* Records provided:
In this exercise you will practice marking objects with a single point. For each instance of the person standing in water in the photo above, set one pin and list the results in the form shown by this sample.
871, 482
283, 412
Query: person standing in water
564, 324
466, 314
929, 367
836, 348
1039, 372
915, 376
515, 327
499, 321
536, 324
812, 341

* Task statement: Copy all the lines above again, requests included, multiplying each answer coordinate by 0.6 and rounding to the nearest whole number, with halves rounded up. Leave the numbers within the requests unchanged.

* In response:
In this exercise you will practice marking objects with a single point. For each instance of the person standing in water in the photo above, set one pin and list the results in the form shown by this sample.
871, 482
283, 412
Query: person standing in water
338, 194
280, 188
557, 220
502, 209
623, 223
549, 226
309, 196
299, 193
322, 194
487, 205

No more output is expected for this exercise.